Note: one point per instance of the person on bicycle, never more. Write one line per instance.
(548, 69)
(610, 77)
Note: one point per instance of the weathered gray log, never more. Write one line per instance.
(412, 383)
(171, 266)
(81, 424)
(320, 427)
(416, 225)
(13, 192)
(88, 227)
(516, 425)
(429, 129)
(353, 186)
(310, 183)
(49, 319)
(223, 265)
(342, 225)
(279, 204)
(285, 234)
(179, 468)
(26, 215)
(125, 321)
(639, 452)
::::::
● **Work to be completed**: Rewrite all the items above, replacing "weathered gray log" with "fallen tree trunk" and leaving everything else unchanged.

● **The output**:
Note: one point per instance of the person on bicycle, never more. Write one line per instance.
(548, 69)
(610, 77)
Note: one point per instance of the fallen tree trunk, never more. Write one line per instance.
(412, 383)
(171, 266)
(81, 424)
(320, 427)
(416, 225)
(13, 192)
(88, 227)
(516, 425)
(429, 129)
(353, 186)
(310, 183)
(49, 319)
(223, 265)
(342, 225)
(279, 204)
(285, 234)
(179, 468)
(26, 215)
(125, 321)
(639, 452)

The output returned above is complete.